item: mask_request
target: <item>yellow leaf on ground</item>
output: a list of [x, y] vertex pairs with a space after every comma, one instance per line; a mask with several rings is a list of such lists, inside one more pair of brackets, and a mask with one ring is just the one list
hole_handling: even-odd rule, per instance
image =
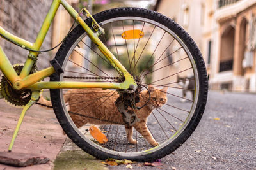
[[108, 160], [106, 162], [106, 164], [109, 166], [117, 166], [117, 163], [115, 160]]
[[137, 163], [136, 162], [134, 162], [134, 161], [131, 161], [129, 160], [127, 160], [126, 159], [125, 159], [124, 160], [124, 164], [134, 164], [134, 163]]
[[98, 127], [95, 126], [90, 127], [90, 133], [98, 142], [104, 144], [108, 141], [108, 138], [106, 135], [100, 131]]

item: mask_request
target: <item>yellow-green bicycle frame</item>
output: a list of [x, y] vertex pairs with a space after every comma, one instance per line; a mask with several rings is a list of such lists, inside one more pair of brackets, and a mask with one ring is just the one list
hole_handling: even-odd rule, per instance
[[[65, 0], [53, 0], [51, 8], [42, 25], [40, 31], [34, 43], [28, 42], [22, 38], [17, 37], [0, 26], [0, 36], [4, 39], [21, 46], [24, 48], [29, 49], [29, 57], [37, 57], [38, 53], [33, 51], [39, 51], [50, 25], [52, 22], [56, 11], [60, 4], [62, 4], [70, 15], [84, 29], [91, 40], [97, 45], [99, 50], [105, 55], [112, 65], [117, 67], [125, 78], [123, 83], [90, 83], [90, 82], [39, 82], [45, 77], [52, 74], [55, 70], [53, 67], [50, 67], [44, 70], [29, 75], [35, 64], [33, 57], [28, 57], [24, 67], [20, 74], [17, 75], [10, 64], [8, 59], [0, 46], [0, 69], [4, 76], [12, 84], [14, 89], [29, 89], [31, 90], [41, 90], [42, 89], [77, 89], [77, 88], [114, 88], [127, 89], [131, 87], [137, 87], [132, 76], [127, 71], [125, 68], [119, 62], [113, 53], [99, 39], [99, 34], [95, 33], [90, 27], [80, 17], [79, 13]], [[133, 85], [133, 86], [131, 85]]]
[[[60, 4], [62, 4], [74, 19], [80, 24], [80, 25], [87, 32], [88, 36], [91, 40], [97, 45], [99, 49], [102, 52], [106, 59], [110, 62], [113, 67], [120, 72], [125, 78], [122, 83], [93, 83], [93, 82], [40, 82], [44, 78], [48, 77], [55, 73], [53, 67], [49, 67], [38, 72], [29, 74], [33, 67], [34, 66], [38, 52], [41, 46], [44, 42], [45, 36], [49, 31], [50, 25], [52, 22], [54, 17]], [[88, 13], [88, 11], [83, 9], [89, 17], [92, 18], [94, 24], [102, 32], [102, 29], [99, 24], [95, 21], [92, 15]], [[6, 39], [10, 42], [18, 45], [29, 50], [29, 54], [27, 58], [24, 67], [19, 75], [14, 70], [13, 66], [11, 64], [4, 51], [0, 46], [0, 70], [3, 72], [5, 77], [9, 80], [13, 88], [16, 90], [22, 89], [29, 89], [33, 92], [32, 97], [30, 101], [23, 108], [20, 114], [20, 118], [18, 121], [17, 125], [14, 132], [13, 138], [9, 146], [9, 151], [12, 150], [14, 144], [15, 139], [20, 127], [22, 122], [26, 111], [29, 107], [36, 102], [39, 97], [39, 92], [43, 89], [79, 89], [79, 88], [105, 88], [105, 89], [118, 89], [132, 90], [137, 88], [133, 77], [128, 73], [125, 68], [119, 62], [113, 53], [108, 49], [108, 48], [99, 39], [99, 32], [95, 33], [90, 27], [83, 20], [79, 13], [69, 5], [65, 0], [52, 0], [52, 3], [50, 10], [44, 21], [41, 29], [36, 37], [34, 43], [27, 41], [22, 38], [15, 36], [5, 31], [0, 26], [0, 36]]]

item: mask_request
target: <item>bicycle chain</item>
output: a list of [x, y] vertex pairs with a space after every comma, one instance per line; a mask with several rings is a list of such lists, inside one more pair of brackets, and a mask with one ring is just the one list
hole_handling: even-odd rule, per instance
[[73, 79], [120, 79], [120, 77], [77, 77], [77, 76], [64, 76], [65, 78]]

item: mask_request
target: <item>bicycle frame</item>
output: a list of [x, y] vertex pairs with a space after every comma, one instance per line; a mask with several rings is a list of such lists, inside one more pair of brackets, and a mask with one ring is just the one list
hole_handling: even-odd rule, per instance
[[[123, 83], [91, 83], [91, 82], [38, 82], [44, 78], [48, 77], [55, 73], [53, 67], [49, 67], [35, 73], [29, 75], [37, 58], [38, 52], [44, 42], [45, 36], [55, 17], [60, 4], [62, 4], [72, 18], [76, 20], [87, 32], [91, 40], [97, 44], [99, 49], [110, 62], [112, 66], [118, 69], [124, 76], [125, 81]], [[93, 19], [93, 18], [92, 18]], [[97, 24], [97, 23], [96, 23]], [[3, 50], [0, 46], [0, 69], [4, 76], [12, 83], [14, 89], [20, 90], [22, 89], [29, 89], [31, 90], [42, 90], [42, 89], [79, 89], [79, 88], [106, 88], [127, 89], [131, 87], [136, 88], [137, 85], [132, 76], [128, 73], [125, 68], [119, 62], [113, 54], [99, 39], [99, 34], [95, 33], [90, 27], [80, 17], [79, 13], [70, 5], [66, 0], [53, 0], [50, 10], [43, 22], [41, 29], [34, 43], [27, 41], [22, 38], [15, 36], [5, 31], [0, 26], [0, 36], [5, 39], [28, 49], [29, 54], [26, 60], [24, 66], [20, 75], [17, 75], [12, 66], [10, 60], [4, 54]]]

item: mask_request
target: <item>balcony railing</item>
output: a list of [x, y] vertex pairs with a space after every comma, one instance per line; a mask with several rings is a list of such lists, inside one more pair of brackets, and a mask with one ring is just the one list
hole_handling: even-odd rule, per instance
[[236, 3], [236, 2], [239, 1], [240, 0], [220, 0], [219, 1], [219, 8]]
[[233, 60], [221, 62], [220, 63], [220, 72], [233, 69]]

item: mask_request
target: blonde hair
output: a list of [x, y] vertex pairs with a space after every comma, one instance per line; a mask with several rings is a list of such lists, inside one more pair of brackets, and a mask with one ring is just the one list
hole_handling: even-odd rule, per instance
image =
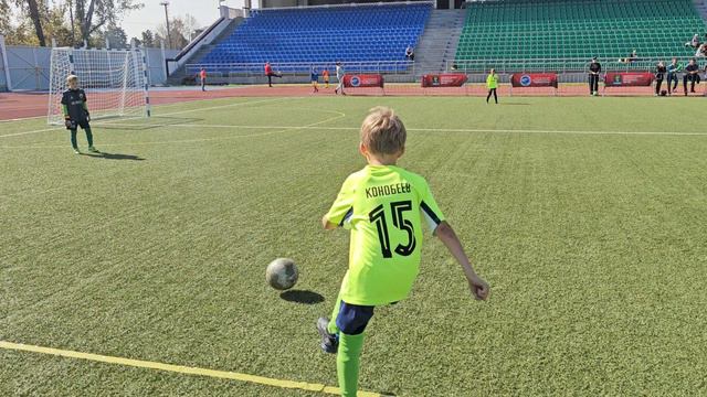
[[379, 106], [369, 110], [361, 125], [361, 142], [371, 153], [395, 154], [405, 148], [408, 131], [393, 109]]

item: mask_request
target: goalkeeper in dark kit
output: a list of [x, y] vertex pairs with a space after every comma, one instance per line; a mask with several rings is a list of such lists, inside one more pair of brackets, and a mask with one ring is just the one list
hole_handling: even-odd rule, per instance
[[66, 125], [66, 129], [71, 131], [71, 146], [74, 148], [74, 153], [81, 154], [78, 144], [76, 143], [76, 129], [78, 127], [86, 132], [88, 151], [98, 153], [98, 150], [93, 147], [93, 133], [91, 133], [91, 126], [88, 125], [91, 115], [86, 106], [86, 93], [78, 88], [78, 77], [75, 75], [66, 77], [66, 85], [68, 89], [62, 95], [62, 109], [64, 111], [64, 124]]

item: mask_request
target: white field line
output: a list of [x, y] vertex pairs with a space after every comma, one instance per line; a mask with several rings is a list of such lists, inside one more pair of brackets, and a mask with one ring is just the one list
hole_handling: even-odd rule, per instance
[[[235, 106], [241, 106], [241, 105], [254, 105], [254, 104], [263, 104], [263, 103], [271, 103], [271, 101], [286, 100], [286, 99], [291, 99], [291, 98], [271, 98], [271, 99], [262, 99], [262, 100], [249, 100], [249, 101], [241, 101], [241, 103], [235, 103], [235, 104], [202, 107], [202, 108], [198, 108], [198, 109], [188, 109], [188, 110], [171, 111], [171, 112], [166, 112], [166, 114], [157, 114], [157, 115], [155, 115], [155, 117], [173, 116], [173, 115], [181, 115], [181, 114], [192, 112], [192, 111], [213, 110], [213, 109], [235, 107]], [[186, 103], [179, 103], [179, 105], [183, 105], [183, 104], [186, 104]], [[172, 104], [169, 104], [169, 105], [172, 105]], [[173, 104], [173, 105], [176, 105], [176, 104]], [[36, 118], [42, 118], [42, 117], [46, 117], [46, 116], [40, 116], [40, 117], [36, 117]], [[144, 118], [144, 117], [141, 117], [141, 116], [140, 117], [124, 117], [124, 118], [116, 119], [115, 121], [94, 122], [94, 125], [115, 125], [115, 122], [117, 122], [117, 121], [134, 120], [134, 119], [141, 119], [141, 118]], [[18, 119], [18, 120], [22, 120], [22, 119]], [[11, 120], [7, 120], [7, 121], [11, 121]], [[118, 124], [118, 126], [122, 126], [122, 124]], [[126, 124], [126, 126], [130, 126], [130, 125]], [[146, 126], [147, 127], [152, 127], [152, 125], [140, 125], [140, 126], [141, 127], [146, 127]], [[155, 125], [155, 127], [163, 127], [163, 125]], [[9, 138], [9, 137], [19, 137], [19, 136], [24, 136], [24, 135], [32, 135], [32, 133], [40, 133], [40, 132], [46, 132], [46, 131], [53, 131], [53, 130], [60, 130], [60, 129], [64, 129], [64, 127], [57, 126], [57, 127], [42, 128], [42, 129], [38, 129], [38, 130], [32, 130], [32, 131], [22, 131], [22, 132], [0, 135], [0, 139], [1, 138]]]
[[[181, 140], [168, 140], [168, 141], [152, 141], [152, 142], [123, 142], [123, 143], [102, 143], [101, 147], [129, 147], [129, 146], [150, 146], [150, 144], [170, 144], [170, 143], [193, 143], [193, 142], [209, 142], [209, 141], [220, 141], [220, 140], [229, 140], [229, 139], [241, 139], [241, 138], [253, 138], [253, 137], [265, 137], [271, 135], [277, 135], [283, 132], [288, 132], [293, 130], [307, 130], [312, 128], [316, 128], [316, 126], [334, 120], [338, 120], [340, 118], [346, 117], [346, 114], [336, 110], [326, 110], [328, 112], [337, 114], [334, 117], [329, 117], [327, 119], [308, 124], [306, 126], [293, 127], [293, 128], [277, 128], [271, 127], [268, 129], [274, 129], [273, 131], [261, 132], [261, 133], [249, 133], [241, 136], [231, 136], [231, 137], [217, 137], [217, 138], [202, 138], [202, 139], [181, 139]], [[159, 125], [157, 125], [159, 127]], [[170, 127], [171, 125], [165, 125], [166, 127]], [[200, 127], [200, 125], [191, 125], [191, 128]], [[53, 149], [53, 148], [65, 148], [65, 144], [53, 144], [53, 146], [42, 146], [42, 144], [28, 144], [28, 146], [1, 146], [0, 149]]]
[[[146, 125], [126, 125], [122, 127], [146, 127]], [[148, 125], [149, 127], [180, 127], [180, 128], [233, 128], [233, 129], [314, 129], [314, 130], [359, 130], [358, 127], [313, 127], [313, 126], [229, 126], [229, 125], [197, 125], [197, 124], [165, 124]], [[653, 135], [653, 136], [707, 136], [707, 132], [687, 131], [572, 131], [572, 130], [529, 130], [529, 129], [469, 129], [469, 128], [408, 128], [408, 131], [420, 132], [499, 132], [499, 133], [569, 133], [569, 135]]]

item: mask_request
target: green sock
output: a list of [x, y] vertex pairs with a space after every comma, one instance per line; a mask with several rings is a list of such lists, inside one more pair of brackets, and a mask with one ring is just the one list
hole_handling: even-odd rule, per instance
[[339, 334], [339, 353], [336, 356], [336, 369], [341, 397], [356, 397], [362, 347], [362, 333], [358, 335]]
[[88, 141], [88, 147], [93, 147], [93, 133], [91, 133], [91, 127], [85, 129], [86, 131], [86, 140]]
[[328, 331], [330, 334], [339, 333], [339, 328], [336, 326], [336, 318], [339, 315], [340, 307], [341, 307], [341, 292], [339, 291], [339, 296], [336, 297], [336, 304], [334, 305], [334, 311], [331, 312], [331, 316], [329, 318]]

_ _ _ _ _

TO BE DONE: Pull out every line of the material that contains the string "green", and copy each one in full.

COMPLETED EXERCISE:
target: <item>yellow-green bicycle frame</item>
target: green sock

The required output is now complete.